* _Tarea asignada_:
Reescribe todos los ítems siguientes cambiando "every instance" por "each instance" en cada aparición. No modifiques nada más.

==== Información proporcionada ====

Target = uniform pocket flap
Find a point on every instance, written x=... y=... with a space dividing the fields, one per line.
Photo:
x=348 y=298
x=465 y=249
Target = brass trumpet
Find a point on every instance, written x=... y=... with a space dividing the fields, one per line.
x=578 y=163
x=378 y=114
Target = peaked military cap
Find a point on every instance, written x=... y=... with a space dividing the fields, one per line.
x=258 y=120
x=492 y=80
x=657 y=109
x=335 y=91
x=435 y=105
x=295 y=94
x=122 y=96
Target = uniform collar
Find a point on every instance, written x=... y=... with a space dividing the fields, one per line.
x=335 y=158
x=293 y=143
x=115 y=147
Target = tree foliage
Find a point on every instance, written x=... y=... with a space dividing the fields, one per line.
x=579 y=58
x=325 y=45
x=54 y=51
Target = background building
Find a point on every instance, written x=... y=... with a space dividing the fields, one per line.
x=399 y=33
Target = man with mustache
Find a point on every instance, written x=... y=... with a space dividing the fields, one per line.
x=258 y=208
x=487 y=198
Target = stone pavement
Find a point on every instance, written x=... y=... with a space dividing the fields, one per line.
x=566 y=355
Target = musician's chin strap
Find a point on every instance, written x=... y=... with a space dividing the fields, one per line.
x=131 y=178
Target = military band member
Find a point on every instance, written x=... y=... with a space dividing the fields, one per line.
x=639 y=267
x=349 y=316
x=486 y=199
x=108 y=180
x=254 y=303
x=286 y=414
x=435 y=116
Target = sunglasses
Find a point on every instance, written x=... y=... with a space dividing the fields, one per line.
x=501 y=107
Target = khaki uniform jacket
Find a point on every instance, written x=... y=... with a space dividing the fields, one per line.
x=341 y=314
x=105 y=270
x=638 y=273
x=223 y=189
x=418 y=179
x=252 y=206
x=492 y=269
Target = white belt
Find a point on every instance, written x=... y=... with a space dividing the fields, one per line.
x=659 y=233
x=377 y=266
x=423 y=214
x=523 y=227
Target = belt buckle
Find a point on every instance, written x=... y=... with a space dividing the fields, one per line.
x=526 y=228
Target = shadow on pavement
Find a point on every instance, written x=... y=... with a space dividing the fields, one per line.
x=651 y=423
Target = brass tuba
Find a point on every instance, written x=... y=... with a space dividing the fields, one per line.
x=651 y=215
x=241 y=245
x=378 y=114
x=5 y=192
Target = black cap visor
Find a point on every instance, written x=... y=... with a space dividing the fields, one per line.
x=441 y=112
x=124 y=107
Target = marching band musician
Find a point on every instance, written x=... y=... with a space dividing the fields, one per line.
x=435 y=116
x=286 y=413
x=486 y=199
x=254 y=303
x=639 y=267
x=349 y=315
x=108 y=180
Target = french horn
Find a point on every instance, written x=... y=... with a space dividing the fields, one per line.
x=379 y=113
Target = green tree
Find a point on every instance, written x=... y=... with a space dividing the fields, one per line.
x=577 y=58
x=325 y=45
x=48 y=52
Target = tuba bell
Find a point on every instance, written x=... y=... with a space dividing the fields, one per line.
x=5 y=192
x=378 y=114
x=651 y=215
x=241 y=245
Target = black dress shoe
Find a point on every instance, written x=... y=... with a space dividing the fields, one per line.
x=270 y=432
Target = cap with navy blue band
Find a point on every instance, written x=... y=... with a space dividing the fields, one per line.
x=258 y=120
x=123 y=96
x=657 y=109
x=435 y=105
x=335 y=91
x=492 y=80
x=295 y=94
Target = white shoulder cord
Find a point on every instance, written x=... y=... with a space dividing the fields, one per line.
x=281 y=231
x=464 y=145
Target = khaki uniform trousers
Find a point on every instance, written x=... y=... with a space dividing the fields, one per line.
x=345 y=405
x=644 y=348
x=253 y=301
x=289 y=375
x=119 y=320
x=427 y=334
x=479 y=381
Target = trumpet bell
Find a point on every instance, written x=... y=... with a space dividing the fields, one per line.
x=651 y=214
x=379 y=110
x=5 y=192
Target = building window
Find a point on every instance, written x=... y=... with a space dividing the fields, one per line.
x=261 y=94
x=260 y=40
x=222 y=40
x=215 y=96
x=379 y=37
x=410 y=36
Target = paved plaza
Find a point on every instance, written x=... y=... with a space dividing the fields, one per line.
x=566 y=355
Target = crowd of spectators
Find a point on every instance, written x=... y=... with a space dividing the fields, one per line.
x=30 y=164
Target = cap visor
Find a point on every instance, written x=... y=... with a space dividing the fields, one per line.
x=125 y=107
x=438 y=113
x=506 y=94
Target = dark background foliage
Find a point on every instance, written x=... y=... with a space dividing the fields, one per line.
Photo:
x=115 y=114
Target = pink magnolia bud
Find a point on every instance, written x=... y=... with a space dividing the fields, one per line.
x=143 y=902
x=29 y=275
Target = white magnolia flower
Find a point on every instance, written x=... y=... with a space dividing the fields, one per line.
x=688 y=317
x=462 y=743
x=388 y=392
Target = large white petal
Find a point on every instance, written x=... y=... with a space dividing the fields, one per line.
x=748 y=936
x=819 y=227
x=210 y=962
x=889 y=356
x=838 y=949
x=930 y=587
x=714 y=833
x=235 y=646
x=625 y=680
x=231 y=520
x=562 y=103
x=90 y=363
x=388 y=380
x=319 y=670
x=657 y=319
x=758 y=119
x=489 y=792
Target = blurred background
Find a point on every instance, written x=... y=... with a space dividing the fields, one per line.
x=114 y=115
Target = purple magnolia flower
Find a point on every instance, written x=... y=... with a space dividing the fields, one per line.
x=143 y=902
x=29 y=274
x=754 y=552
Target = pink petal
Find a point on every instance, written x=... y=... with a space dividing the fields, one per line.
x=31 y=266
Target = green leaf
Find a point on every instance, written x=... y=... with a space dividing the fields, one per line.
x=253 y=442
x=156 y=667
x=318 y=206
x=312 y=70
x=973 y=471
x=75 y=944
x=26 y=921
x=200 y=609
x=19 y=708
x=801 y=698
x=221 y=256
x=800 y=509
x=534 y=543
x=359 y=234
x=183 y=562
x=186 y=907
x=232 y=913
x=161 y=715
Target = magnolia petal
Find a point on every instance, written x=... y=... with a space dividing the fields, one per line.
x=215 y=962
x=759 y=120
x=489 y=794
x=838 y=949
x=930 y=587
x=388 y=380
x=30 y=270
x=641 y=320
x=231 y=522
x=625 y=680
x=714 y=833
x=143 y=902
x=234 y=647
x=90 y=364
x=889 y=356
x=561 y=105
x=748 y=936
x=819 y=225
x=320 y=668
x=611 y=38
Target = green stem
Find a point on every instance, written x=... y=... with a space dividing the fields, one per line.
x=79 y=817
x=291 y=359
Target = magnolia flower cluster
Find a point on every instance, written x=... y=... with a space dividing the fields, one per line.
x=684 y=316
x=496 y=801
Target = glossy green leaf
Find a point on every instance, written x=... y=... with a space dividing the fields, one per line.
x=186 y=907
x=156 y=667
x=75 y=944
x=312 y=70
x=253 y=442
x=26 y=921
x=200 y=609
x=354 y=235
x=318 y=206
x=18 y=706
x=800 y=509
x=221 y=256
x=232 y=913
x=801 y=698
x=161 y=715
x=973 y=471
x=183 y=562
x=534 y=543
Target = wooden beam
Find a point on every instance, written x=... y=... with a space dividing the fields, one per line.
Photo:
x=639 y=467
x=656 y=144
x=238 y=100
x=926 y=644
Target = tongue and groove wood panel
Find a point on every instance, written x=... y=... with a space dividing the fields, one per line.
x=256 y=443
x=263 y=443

====

* _Respuesta al ejercicio_:
Target = uniform pocket flap
Find a point on each instance, written x=... y=... with a space dividing the fields, one per line.
Photo:
x=348 y=298
x=465 y=249
Target = brass trumpet
Find a point on each instance, written x=... y=... with a space dividing the fields, one per line.
x=578 y=163
x=378 y=114
Target = peaked military cap
Find a point on each instance, written x=... y=... with a space dividing the fields, one per line.
x=258 y=120
x=492 y=80
x=657 y=109
x=335 y=91
x=435 y=105
x=295 y=94
x=122 y=96
Target = uniform collar
Find a point on each instance, written x=... y=... with a space dividing the fields, one per line.
x=335 y=158
x=293 y=143
x=115 y=147
Target = tree foliage
Find a point on each instance, written x=... y=... with a space dividing the fields, one per line.
x=579 y=58
x=325 y=45
x=54 y=51
Target = background building
Find a point on each instance, written x=... y=... with a space dividing the fields, one per line.
x=399 y=33
Target = man with mustache
Find a point on each instance, written x=... y=... with a space dividing the fields, one per line.
x=258 y=208
x=487 y=198
Target = stone pavement
Find a point on each instance, written x=... y=... with a space dividing the fields, one per line.
x=566 y=355
Target = musician's chin strap
Find a point on each instance, written x=... y=... with a space dividing the fields, one per line.
x=131 y=178
Target = military band member
Find a point on each instance, written x=... y=... with a space dividing the fields, one per line.
x=639 y=267
x=349 y=316
x=486 y=199
x=108 y=180
x=254 y=303
x=286 y=414
x=435 y=116
Target = sunglasses
Find a point on each instance, written x=... y=... with a space dividing the fields, one per line.
x=501 y=107
Target = khaki uniform jacket
Find a point on each instance, written x=... y=... with a space dividing the fields, one per line.
x=341 y=314
x=105 y=270
x=638 y=273
x=223 y=189
x=418 y=179
x=252 y=206
x=492 y=269
Target = white belt
Find a point on each instance, written x=... y=... with a space dividing the fields, one per line.
x=659 y=233
x=377 y=266
x=423 y=214
x=523 y=227
Target = belt buckle
Find a point on each instance, written x=... y=... with a space dividing the fields, one per line.
x=526 y=228
Target = shadow on pavement
Find a point on each instance, written x=... y=... with a space dividing the fields, one per line.
x=651 y=423
Target = brass tuba
Find a point on each instance, written x=... y=... with a space dividing the fields, one per line.
x=651 y=215
x=241 y=245
x=378 y=114
x=5 y=192
Target = black cap visor
Find a point on each instance, written x=... y=... with a space dividing the fields, one per line.
x=441 y=112
x=124 y=107
Target = marching band musician
Find a point on each instance, written x=... y=... with a space dividing the fields, one per line.
x=435 y=116
x=286 y=413
x=486 y=199
x=254 y=303
x=639 y=267
x=349 y=315
x=108 y=180
Target = french horn
Find a point on each instance, written x=... y=... with a space dividing the fields, one per line.
x=379 y=113
Target = green tree
Find a point on each instance, written x=... y=... with a space dividing the fields, one per line.
x=577 y=58
x=325 y=45
x=48 y=52
Target = tuba bell
Find a point on each instance, written x=... y=... with a space dividing the fields, one per line.
x=5 y=192
x=378 y=114
x=651 y=215
x=241 y=245
Target = black dress shoe
Find a point on each instance, written x=... y=... with a space dividing the fields, one per line.
x=270 y=432
Target = cap with navy blue band
Find a point on each instance, written x=... y=... with a space dividing the fields, one per line.
x=258 y=120
x=123 y=96
x=657 y=109
x=435 y=105
x=335 y=91
x=492 y=80
x=295 y=94
Target = white shoulder cord
Find a point on each instance, written x=... y=... with a space dividing the fields, one per line.
x=281 y=231
x=464 y=145
Target = khaki uniform trousers
Find a point on each instance, written x=... y=... with a space dividing the fields, one per line.
x=345 y=405
x=644 y=348
x=253 y=301
x=289 y=375
x=119 y=320
x=427 y=334
x=479 y=381
Target = trumpet bell
Find a point on each instance, written x=... y=... with a space dividing the fields, one per line.
x=651 y=214
x=379 y=110
x=5 y=192
Target = building window
Find a point on each instance, written x=... y=... with a space dividing the fields, one per line.
x=261 y=94
x=260 y=40
x=222 y=40
x=215 y=96
x=379 y=37
x=410 y=36
Target = paved plaza
Find a point on each instance, written x=... y=... with a space dividing the fields, one per line.
x=566 y=355
Target = crowd of spectators
Find a point on each instance, written x=... y=... with a space dividing the fields, one per line.
x=30 y=164
Target = cap visor
Find a point on each instance, written x=... y=... with a space dividing the fields, one per line.
x=125 y=107
x=438 y=113
x=506 y=94
Target = dark background foliage
Find a point on each instance, written x=... y=... with a space dividing the fields, one per line.
Photo:
x=115 y=114
Target = pink magnolia bud
Find a point on each instance, written x=... y=... with a space dividing the fields, one per line.
x=143 y=902
x=29 y=275
Target = white magnolia flower
Find a point on each instance, written x=... y=... with a space dividing the fields, one per line.
x=688 y=317
x=462 y=743
x=388 y=392
Target = large white petal
Find a point on each instance, written x=... y=... with a space dividing the fields, one per line.
x=748 y=936
x=819 y=227
x=210 y=962
x=889 y=356
x=838 y=949
x=930 y=587
x=714 y=833
x=235 y=646
x=625 y=680
x=231 y=520
x=562 y=103
x=90 y=363
x=388 y=380
x=319 y=670
x=657 y=319
x=758 y=119
x=489 y=792
Target = blurred background
Find a point on each instance, written x=... y=... with a space dividing the fields, one per line.
x=114 y=115
Target = purple magnolia flower
Find a point on each instance, written x=... y=... with a space dividing the fields, one per line.
x=143 y=902
x=29 y=274
x=754 y=552
Target = pink petal
Find a point on each instance, written x=... y=... with a space dividing the fields, one per line.
x=31 y=266
Target = green leaf
Find a point on each instance, written x=... y=... with a space dividing the fields, one per line.
x=253 y=442
x=156 y=667
x=318 y=206
x=312 y=70
x=973 y=471
x=75 y=944
x=26 y=921
x=200 y=609
x=19 y=708
x=801 y=698
x=221 y=256
x=800 y=509
x=534 y=543
x=359 y=234
x=183 y=562
x=186 y=907
x=232 y=913
x=161 y=715
Target = magnolia petal
Find a point on each instance, written x=... y=... with a space dividing the fields, one per line.
x=215 y=962
x=759 y=120
x=489 y=794
x=838 y=949
x=930 y=587
x=388 y=380
x=30 y=270
x=641 y=320
x=231 y=522
x=625 y=680
x=714 y=833
x=143 y=902
x=234 y=647
x=90 y=364
x=889 y=356
x=561 y=105
x=748 y=936
x=819 y=225
x=320 y=668
x=611 y=38
Target = green stem
Find a point on each instance, written x=... y=... with a space dividing the fields, one per line.
x=79 y=817
x=291 y=359
Target = magnolia flower cluster
Find a point on each instance, written x=... y=... with a space dividing the fields, one per line.
x=684 y=316
x=496 y=801
Target = glossy green leaf
Find a point on each instance, written x=... y=... with a space dividing the fields, one per line.
x=186 y=907
x=156 y=667
x=75 y=944
x=312 y=70
x=253 y=442
x=26 y=921
x=200 y=609
x=354 y=235
x=318 y=206
x=18 y=706
x=800 y=509
x=221 y=256
x=232 y=913
x=801 y=698
x=161 y=715
x=973 y=471
x=183 y=562
x=534 y=543
Target = wooden beam
Find a point on each instance, written x=... y=... with a space dividing the fields, one per line.
Photo:
x=639 y=467
x=656 y=144
x=238 y=100
x=926 y=644
Target = tongue and groove wood panel
Find a point on each instance, written x=... y=... with a space dividing the fields, one per line.
x=256 y=443
x=263 y=443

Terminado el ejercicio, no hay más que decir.